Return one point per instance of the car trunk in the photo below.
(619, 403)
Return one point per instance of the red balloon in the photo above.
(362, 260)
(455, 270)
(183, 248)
______
## Task instructions
An exact transcription of every record above is required.

## Solution to the exercise
Return one point per instance of the car trunk in the photo below.
(619, 403)
Return one point per instance of the red balloon in the photo above.
(362, 260)
(455, 270)
(183, 248)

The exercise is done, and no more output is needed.